▸ PROMPT:
Substitute "Label:" for "Target:" in every one of the rows below, leaving all other text untouched.

Records contained in a dataset:
* * *

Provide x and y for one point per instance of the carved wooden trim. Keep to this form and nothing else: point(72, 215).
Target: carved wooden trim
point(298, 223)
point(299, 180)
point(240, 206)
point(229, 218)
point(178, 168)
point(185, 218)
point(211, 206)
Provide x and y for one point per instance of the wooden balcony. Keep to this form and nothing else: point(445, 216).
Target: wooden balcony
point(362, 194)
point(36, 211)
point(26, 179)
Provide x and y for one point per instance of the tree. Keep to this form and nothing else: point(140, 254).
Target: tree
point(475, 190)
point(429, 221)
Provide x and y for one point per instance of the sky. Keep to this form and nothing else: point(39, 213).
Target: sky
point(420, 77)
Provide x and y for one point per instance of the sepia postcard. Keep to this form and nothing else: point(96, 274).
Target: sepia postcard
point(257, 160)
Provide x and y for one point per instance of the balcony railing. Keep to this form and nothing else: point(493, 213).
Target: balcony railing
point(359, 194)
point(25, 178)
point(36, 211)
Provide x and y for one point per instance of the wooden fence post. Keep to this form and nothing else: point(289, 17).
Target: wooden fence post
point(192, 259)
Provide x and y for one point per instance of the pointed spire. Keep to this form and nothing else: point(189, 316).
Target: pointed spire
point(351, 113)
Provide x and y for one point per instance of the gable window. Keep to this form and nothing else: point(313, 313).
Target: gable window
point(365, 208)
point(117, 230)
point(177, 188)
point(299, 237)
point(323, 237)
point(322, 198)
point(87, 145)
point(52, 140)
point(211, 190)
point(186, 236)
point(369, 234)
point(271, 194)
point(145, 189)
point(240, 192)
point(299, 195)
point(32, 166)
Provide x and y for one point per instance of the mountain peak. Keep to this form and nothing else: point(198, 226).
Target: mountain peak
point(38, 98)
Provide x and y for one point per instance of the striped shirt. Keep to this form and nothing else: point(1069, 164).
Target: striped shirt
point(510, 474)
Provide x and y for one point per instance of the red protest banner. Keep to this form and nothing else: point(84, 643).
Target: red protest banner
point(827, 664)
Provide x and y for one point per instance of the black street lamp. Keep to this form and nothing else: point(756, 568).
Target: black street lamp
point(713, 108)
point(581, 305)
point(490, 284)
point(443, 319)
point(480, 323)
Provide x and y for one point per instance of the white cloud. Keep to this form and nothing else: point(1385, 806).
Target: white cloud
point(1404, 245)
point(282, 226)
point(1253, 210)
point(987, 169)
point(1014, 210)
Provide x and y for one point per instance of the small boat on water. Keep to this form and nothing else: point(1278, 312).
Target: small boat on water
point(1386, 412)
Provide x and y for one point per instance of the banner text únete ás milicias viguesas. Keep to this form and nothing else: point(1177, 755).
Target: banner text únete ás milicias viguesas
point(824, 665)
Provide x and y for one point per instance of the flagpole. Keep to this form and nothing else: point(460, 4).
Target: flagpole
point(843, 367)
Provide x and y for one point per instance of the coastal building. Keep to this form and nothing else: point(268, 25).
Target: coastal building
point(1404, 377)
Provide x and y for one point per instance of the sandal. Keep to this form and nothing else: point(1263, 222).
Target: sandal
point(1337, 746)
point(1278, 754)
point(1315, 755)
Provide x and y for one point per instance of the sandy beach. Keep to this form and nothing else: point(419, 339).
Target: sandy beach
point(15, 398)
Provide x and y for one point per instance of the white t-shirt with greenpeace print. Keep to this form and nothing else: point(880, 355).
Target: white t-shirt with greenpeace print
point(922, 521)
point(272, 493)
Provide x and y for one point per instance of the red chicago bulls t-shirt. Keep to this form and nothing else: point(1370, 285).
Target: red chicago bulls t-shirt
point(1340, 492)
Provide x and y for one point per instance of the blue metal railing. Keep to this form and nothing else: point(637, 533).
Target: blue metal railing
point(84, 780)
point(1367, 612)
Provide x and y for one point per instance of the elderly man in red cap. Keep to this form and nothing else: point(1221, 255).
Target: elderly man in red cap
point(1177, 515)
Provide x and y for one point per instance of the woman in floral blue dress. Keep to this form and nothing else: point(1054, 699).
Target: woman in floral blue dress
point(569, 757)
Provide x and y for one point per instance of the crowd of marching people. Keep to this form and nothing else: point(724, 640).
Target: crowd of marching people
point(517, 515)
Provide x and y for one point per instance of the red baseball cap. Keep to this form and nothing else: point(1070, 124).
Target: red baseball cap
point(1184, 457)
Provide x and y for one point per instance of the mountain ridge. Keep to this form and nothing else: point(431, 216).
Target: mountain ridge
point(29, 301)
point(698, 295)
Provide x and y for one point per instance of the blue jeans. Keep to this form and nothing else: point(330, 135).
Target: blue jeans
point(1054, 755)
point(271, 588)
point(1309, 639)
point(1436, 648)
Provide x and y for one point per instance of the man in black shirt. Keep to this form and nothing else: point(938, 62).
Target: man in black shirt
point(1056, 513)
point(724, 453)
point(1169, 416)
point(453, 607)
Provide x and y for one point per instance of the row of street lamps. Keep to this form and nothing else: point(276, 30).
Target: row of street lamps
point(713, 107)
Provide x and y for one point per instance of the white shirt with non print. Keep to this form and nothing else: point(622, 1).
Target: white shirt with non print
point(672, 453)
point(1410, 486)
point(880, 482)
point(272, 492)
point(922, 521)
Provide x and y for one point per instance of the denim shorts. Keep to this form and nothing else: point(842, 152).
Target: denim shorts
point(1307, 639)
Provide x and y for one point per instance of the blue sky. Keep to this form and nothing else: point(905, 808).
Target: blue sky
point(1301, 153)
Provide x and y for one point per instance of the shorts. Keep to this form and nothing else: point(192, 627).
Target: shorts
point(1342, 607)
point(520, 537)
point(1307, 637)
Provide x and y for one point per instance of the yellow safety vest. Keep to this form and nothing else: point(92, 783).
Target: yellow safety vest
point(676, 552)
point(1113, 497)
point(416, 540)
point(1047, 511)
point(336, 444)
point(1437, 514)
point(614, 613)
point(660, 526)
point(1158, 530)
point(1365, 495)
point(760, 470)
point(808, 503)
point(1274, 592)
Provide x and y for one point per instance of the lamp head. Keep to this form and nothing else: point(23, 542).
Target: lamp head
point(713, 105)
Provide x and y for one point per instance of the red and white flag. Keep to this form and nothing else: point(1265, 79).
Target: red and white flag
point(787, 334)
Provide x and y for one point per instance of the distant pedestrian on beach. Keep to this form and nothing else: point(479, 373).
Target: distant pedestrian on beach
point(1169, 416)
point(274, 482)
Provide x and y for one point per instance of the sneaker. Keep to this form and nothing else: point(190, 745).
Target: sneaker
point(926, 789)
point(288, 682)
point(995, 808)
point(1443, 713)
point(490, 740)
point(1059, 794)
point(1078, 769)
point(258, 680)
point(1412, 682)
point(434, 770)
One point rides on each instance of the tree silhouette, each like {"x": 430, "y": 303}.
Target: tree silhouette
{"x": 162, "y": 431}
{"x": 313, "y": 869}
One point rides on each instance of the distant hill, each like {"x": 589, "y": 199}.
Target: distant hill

* * *

▸ TASK OUTPUT:
Provide x and y for one point per instance of the carved wooden trim. Keep to this form and nothing else: point(72, 215).
Label: carved wooden trim
point(298, 223)
point(299, 180)
point(240, 206)
point(229, 218)
point(178, 168)
point(185, 218)
point(211, 206)
Provide x and y for one point per instance of the wooden balcony. Keep to this form and nothing else: point(445, 216).
Label: wooden balcony
point(362, 194)
point(36, 211)
point(26, 179)
Provide x and y for one point per instance of the tree. Keep to this form and nothing else: point(140, 254).
Label: tree
point(475, 190)
point(429, 221)
Provide x and y for one point per instance of the sky. Keep to this form and nothing else: point(39, 213).
Label: sky
point(420, 77)
Provide x and y for one point per instance of the sepia postcard. Keep to this form and nothing else: point(96, 274).
Label: sepia postcard
point(257, 160)
Provide x and y for one point per instance of the balcony railing. Keep to this form and nothing else: point(493, 213).
Label: balcony railing
point(359, 194)
point(25, 178)
point(36, 211)
Provide x and y for one point per instance of the wooden fence post. Keep to this form and nothing else: point(289, 17).
Label: wooden fence post
point(192, 259)
Provide x and y for one point per instance of the pointed spire. Keep to this form and nothing else: point(189, 316).
Label: pointed spire
point(351, 113)
Provide x and y for one point per instance of the gable window. Keep to this form and nothing else: point(313, 313).
Label: gable window
point(365, 208)
point(117, 230)
point(177, 188)
point(299, 237)
point(323, 237)
point(322, 198)
point(87, 145)
point(52, 140)
point(211, 190)
point(186, 236)
point(369, 234)
point(271, 194)
point(145, 189)
point(240, 192)
point(299, 195)
point(32, 166)
Provide x and y for one point per instance of the mountain peak. Keep to this form and nothing else: point(198, 226).
Label: mountain peak
point(38, 98)
Provide x and y for one point per instance of the striped shirt. Keep to this form and nothing else: point(1069, 164).
Label: striped shirt
point(510, 474)
Provide x and y for one point per instance of the red protest banner. Keep to this form and nothing else: point(84, 643).
Label: red protest banner
point(827, 664)
Provide x and y for one point per instance of the black street lamp. Keep to this form and nothing else: point(756, 568).
Label: black street lamp
point(713, 108)
point(581, 305)
point(490, 284)
point(443, 319)
point(480, 323)
Provide x and y for one point per instance of the white cloud. Keep to this form and nothing else: point(1385, 806).
Label: white cloud
point(1404, 245)
point(282, 226)
point(1253, 210)
point(987, 169)
point(1014, 210)
Provide x and y for one point per instance of the small boat on water. Keep to this form and nothing else: point(1278, 312).
Label: small boat on water
point(1386, 412)
Provide x and y for one point per instance of the banner text únete ás milicias viguesas. Keep to this form and nothing else: point(1177, 755).
Label: banner text únete ás milicias viguesas
point(824, 665)
Provide x and y for one point per instance of the flagpole. Keep to this form and nothing else: point(460, 4).
Label: flagpole
point(843, 367)
Provide x and y for one point per instance of the coastal building. Keep to this form and nothing else: point(268, 25).
Label: coastal building
point(1404, 377)
Provide x and y for one point per instance of the sandal. Keep to this form and nothing else: point(1263, 222).
Label: sandal
point(1337, 746)
point(1278, 754)
point(1315, 755)
Provide x and y for one point per instance of the sandy beach. Keep to this form and nothing else: point(419, 339).
Label: sandy beach
point(15, 398)
Provide x and y for one point per instance of the white t-shirt with greenpeace print. Keep to this form and nothing else: point(880, 355).
Label: white t-shirt with greenpeace print
point(922, 521)
point(272, 493)
Provide x and y for one point per instance of the red chicago bulls t-shirt. Keep to this form and nothing else: point(1370, 285).
Label: red chicago bulls t-shirt
point(1340, 492)
Provide x and y for one point per instance of the blue metal railing. Keep to this form and nothing else: point(637, 533).
Label: blue metal railing
point(84, 780)
point(1367, 612)
Provide x and y for one point per instance of the elderly man in red cap. Keep to this form and nothing else: point(1221, 255).
Label: elderly man in red cap
point(1177, 515)
Provide x and y for one point per instance of the woman in floral blue dress. Keep to this form and nothing else: point(1054, 699).
Label: woman in floral blue dress
point(569, 757)
Provide x and y for one point per instance of the crowd of marching people. Keep to this form and nothing else: point(724, 640).
Label: crowd of marching people
point(517, 515)
Provide x and y for one point per instance of the red baseball cap. Keep to this form and nothing else: point(1070, 124).
Label: red baseball cap
point(1184, 457)
Provide x and y for one point per instance of the mountain ridge. Keep to this form and nothing else: point(431, 216).
Label: mountain ridge
point(29, 301)
point(698, 295)
Provide x and y for one point per instance of the blue jeans. Keep to this form and nothing else: point(330, 135).
Label: blue jeans
point(1054, 755)
point(271, 588)
point(1309, 639)
point(1436, 648)
Provide x and y for one point per instance of the man in black shirt. Keep to this form and nothing else: point(938, 62).
Label: man in black shirt
point(1056, 513)
point(724, 453)
point(1169, 416)
point(453, 607)
Provide x and y for one point per instance of the row of street lamps. Keep to this form and nothing else: point(276, 30).
Label: row of street lamps
point(713, 107)
Provide x and y for one point per instance of the white shirt with non print. Keep to this form and nothing else: point(622, 1).
Label: white shirt with non print
point(672, 453)
point(1410, 486)
point(880, 482)
point(272, 492)
point(922, 521)
Provide x and y for one point per instance of the denim shorts. Keep to this form and nothing else: point(842, 152).
Label: denim shorts
point(1307, 639)
Provide x and y for one point per instance of the blue sky. Keep to this form and nothing else: point(905, 808).
Label: blue sky
point(1301, 153)
Provide x and y for one point per instance of the shorts. Keep to this form and nothing else: point(192, 627).
Label: shorts
point(1342, 607)
point(520, 537)
point(1307, 637)
Provide x and y for one point per instance of the yellow safety vest. Keep to this form and nothing else: point(92, 783).
Label: yellow safety vest
point(676, 552)
point(1113, 497)
point(416, 540)
point(1047, 511)
point(336, 444)
point(1437, 514)
point(614, 613)
point(660, 526)
point(1158, 530)
point(1365, 495)
point(760, 470)
point(808, 503)
point(1274, 592)
Provide x and y for one point per instance of the lamp head. Keep to this form and nothing else: point(23, 542).
Label: lamp head
point(713, 105)
Provide x and y for one point per instance of the red and white flag. Keep to this form and nothing else: point(1265, 79).
Label: red and white flag
point(787, 334)
Provide x and y for one point per instance of the distant pedestrian on beach. Keep to this form and nothing else: point(479, 373).
Label: distant pedestrian on beach
point(1169, 416)
point(274, 482)
Provide x and y for one point per instance of the sneaker. Keep to this form and nothing else: point(190, 745).
Label: sneaker
point(926, 789)
point(288, 682)
point(995, 808)
point(1443, 713)
point(490, 740)
point(1059, 794)
point(1078, 769)
point(258, 680)
point(1412, 682)
point(434, 770)
One point rides on each instance of the tree silhouette, each like {"x": 430, "y": 303}.
Label: tree silhouette
{"x": 162, "y": 431}
{"x": 313, "y": 869}
One point rides on each instance of the distant hill, each like {"x": 589, "y": 199}.
Label: distant hill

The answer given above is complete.